- Material provided:
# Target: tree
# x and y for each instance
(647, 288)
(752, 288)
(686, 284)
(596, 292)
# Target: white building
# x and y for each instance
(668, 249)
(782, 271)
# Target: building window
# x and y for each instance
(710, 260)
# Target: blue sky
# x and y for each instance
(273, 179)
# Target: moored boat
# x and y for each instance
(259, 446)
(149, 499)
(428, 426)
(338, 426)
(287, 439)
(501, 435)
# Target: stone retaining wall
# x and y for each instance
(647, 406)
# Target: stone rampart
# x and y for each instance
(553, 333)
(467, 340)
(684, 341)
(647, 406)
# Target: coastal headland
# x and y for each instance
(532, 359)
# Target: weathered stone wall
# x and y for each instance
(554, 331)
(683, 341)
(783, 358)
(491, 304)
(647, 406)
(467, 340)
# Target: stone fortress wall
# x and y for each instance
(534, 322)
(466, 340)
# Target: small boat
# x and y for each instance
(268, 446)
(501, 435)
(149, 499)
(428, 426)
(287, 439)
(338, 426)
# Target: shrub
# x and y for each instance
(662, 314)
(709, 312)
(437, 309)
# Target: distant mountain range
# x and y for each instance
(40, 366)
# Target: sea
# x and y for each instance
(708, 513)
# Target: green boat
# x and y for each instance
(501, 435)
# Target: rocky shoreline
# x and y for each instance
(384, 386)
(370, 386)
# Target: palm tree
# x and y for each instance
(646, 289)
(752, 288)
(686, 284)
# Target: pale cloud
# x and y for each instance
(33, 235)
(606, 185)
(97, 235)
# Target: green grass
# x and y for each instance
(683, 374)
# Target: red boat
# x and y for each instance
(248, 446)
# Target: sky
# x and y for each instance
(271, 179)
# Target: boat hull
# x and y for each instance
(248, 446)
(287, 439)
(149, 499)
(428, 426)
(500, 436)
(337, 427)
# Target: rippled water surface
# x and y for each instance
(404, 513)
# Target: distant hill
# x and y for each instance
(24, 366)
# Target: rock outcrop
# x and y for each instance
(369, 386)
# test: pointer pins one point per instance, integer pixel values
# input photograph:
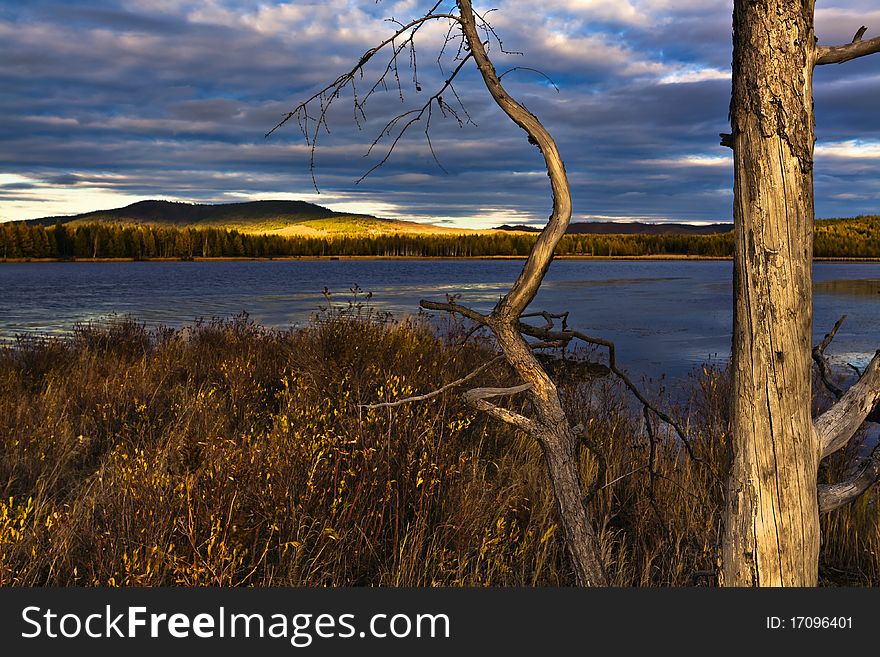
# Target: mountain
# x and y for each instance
(280, 217)
(630, 228)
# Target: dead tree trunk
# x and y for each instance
(771, 517)
(551, 427)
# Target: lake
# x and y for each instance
(667, 317)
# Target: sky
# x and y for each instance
(109, 102)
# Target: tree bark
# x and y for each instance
(771, 517)
(553, 433)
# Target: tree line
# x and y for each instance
(852, 238)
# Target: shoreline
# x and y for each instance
(666, 257)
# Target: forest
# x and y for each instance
(857, 237)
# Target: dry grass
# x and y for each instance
(230, 454)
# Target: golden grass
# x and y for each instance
(228, 454)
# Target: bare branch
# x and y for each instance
(526, 286)
(837, 425)
(311, 125)
(414, 117)
(477, 398)
(822, 362)
(533, 70)
(857, 48)
(833, 496)
(435, 393)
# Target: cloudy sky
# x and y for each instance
(107, 102)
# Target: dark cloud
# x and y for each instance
(121, 99)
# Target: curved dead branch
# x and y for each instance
(477, 398)
(834, 496)
(836, 426)
(857, 48)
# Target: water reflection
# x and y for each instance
(665, 316)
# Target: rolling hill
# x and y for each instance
(300, 218)
(288, 218)
(632, 228)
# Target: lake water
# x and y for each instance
(666, 317)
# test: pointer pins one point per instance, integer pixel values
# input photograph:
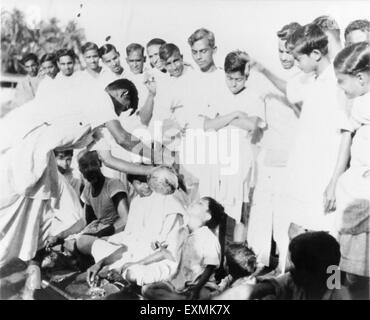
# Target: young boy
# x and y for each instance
(111, 59)
(64, 160)
(152, 49)
(49, 65)
(314, 152)
(332, 31)
(27, 86)
(144, 83)
(357, 31)
(90, 52)
(154, 221)
(282, 111)
(238, 111)
(105, 199)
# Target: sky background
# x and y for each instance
(247, 25)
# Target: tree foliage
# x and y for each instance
(18, 38)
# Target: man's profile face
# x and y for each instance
(235, 81)
(285, 56)
(135, 61)
(112, 61)
(356, 36)
(154, 59)
(66, 65)
(31, 67)
(50, 68)
(175, 65)
(203, 54)
(92, 59)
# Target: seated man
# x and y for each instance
(155, 222)
(138, 187)
(105, 199)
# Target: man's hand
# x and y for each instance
(92, 272)
(256, 65)
(126, 266)
(52, 241)
(329, 198)
(151, 85)
(241, 114)
(194, 293)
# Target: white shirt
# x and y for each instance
(200, 249)
(315, 149)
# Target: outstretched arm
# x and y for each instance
(221, 121)
(126, 140)
(341, 165)
(279, 83)
(121, 165)
(146, 111)
(120, 203)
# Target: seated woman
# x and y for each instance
(154, 222)
(308, 278)
(200, 256)
(105, 199)
(31, 186)
(241, 265)
(348, 190)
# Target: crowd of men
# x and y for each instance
(213, 162)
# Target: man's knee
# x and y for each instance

- Short exercise: Rewrite all of the records above, swapping "for each instance" for "per instance" wherever it occurs and keeping everything else unchanged. Omit the pictures from your answer.

- Response for this exercise:
# Target: tree
# x and y per instance
(647, 288)
(752, 288)
(686, 284)
(596, 292)
# Target: white building
# x and y per instance
(668, 249)
(782, 271)
# Target: building window
# x and y per instance
(710, 260)
# Target: blue sky
# x and y per instance
(273, 179)
# Target: moored boat
# x and y per instance
(259, 446)
(149, 499)
(428, 426)
(338, 426)
(287, 439)
(501, 435)
# Target: stone retaining wall
# x and y per instance
(647, 406)
# Target: stone rampart
# x and y per instance
(553, 333)
(467, 340)
(684, 341)
(647, 406)
# Target: coastal headland
# x and y per instance
(532, 359)
# Target: weathered stone wall
# x and y per instance
(554, 331)
(683, 341)
(783, 358)
(491, 304)
(647, 406)
(467, 340)
# Target: stone fortress wall
# x and y per instance
(534, 322)
(466, 340)
# Target: small boat
# x and y per instance
(268, 446)
(501, 435)
(149, 499)
(428, 426)
(287, 439)
(338, 426)
# Target: shrub
# x and y per instance
(662, 314)
(709, 312)
(437, 309)
# Target: distant mountain range
# x and y per instance
(40, 366)
# Target: sea
# x and y per instance
(708, 513)
# Target: green boat
# x and y per instance
(501, 435)
# Target: rocky shoreline
# x and y per instance
(384, 386)
(370, 386)
# Target: palm tree
# x and y per instance
(646, 289)
(752, 288)
(686, 284)
# Target: pale cloud
# x and y per instance
(33, 235)
(606, 185)
(97, 235)
# Target: green grass
# x and y per instance
(683, 374)
# Target: red boat
# x and y per instance
(248, 446)
# Target: sky
# x and y per instance
(271, 179)
# Target: boat hull
# x and y per instance
(248, 446)
(287, 439)
(149, 499)
(428, 426)
(500, 436)
(337, 427)
# Target: rippled water surface
# x and y per instance
(404, 513)
# Target: distant hill
# x and y per instance
(24, 366)
# Target: rock outcrop
# x and y per instance
(369, 386)
# test: pointer pins one point per instance, integer pixel values
# input photograph:
# Target: mountain
# x and y per instance
(280, 217)
(630, 228)
# Target: dead tree trunk
# x and y per instance
(771, 517)
(551, 427)
# Target: lake
# x and y per instance
(667, 317)
# Target: sky
# x and y per instance
(109, 102)
# Target: tree bark
# x and y per instance
(771, 517)
(553, 433)
# Target: tree line
# x and y per instance
(852, 238)
# Target: shoreline
# x and y per instance
(666, 257)
# Target: forest
# x and y per instance
(857, 237)
# Target: dry grass
# x and y per instance
(230, 454)
# Target: golden grass
# x and y per instance
(228, 454)
# Target: bare branch
# x and y per instance
(526, 286)
(837, 425)
(311, 125)
(414, 117)
(477, 398)
(822, 362)
(533, 70)
(857, 48)
(833, 496)
(435, 393)
# Target: cloudy sky
# x and y per instance
(107, 102)
# Target: dark cloud
# x and y per instance
(121, 99)
# Target: curved dead branch
# x and y per instance
(477, 398)
(834, 496)
(836, 426)
(857, 48)
# Target: water reflection
# x and y per instance
(665, 316)
# Target: rolling hill
# x and y per instance
(300, 218)
(288, 218)
(632, 228)
# Target: lake water
# x and y per instance
(666, 317)
# test: pointer pins one point per instance, integer pixel values
# input photograph:
# Target: young boy
# x and y per instance
(111, 59)
(64, 160)
(152, 49)
(49, 65)
(314, 152)
(332, 31)
(27, 86)
(144, 83)
(357, 31)
(90, 52)
(154, 221)
(282, 111)
(238, 111)
(105, 199)
# Target: sky background
# x and y per instance
(247, 25)
# Target: tree foliage
# x and y per instance
(18, 38)
# Target: man's profile face
# x and y per instance
(235, 81)
(285, 56)
(135, 61)
(112, 61)
(356, 36)
(154, 59)
(66, 65)
(31, 67)
(50, 68)
(175, 65)
(203, 54)
(92, 59)
# Target: seated man
# x and y per instance
(155, 222)
(138, 187)
(105, 199)
# Target: man's hand
# x and y per instance
(92, 272)
(256, 65)
(126, 266)
(52, 241)
(329, 198)
(151, 85)
(241, 114)
(194, 293)
# Target: white shirt
# x and y per instance
(200, 249)
(315, 149)
# Target: outstretched arm
# x and y per instance
(221, 121)
(126, 140)
(341, 165)
(279, 83)
(121, 165)
(146, 111)
(120, 203)
# Target: seated woman
# x and y per instance
(154, 222)
(308, 278)
(200, 256)
(105, 199)
(31, 186)
(241, 265)
(348, 190)
# Target: crowd of men
# x and y per instance
(213, 162)
# Target: man's knee
# x and y per instance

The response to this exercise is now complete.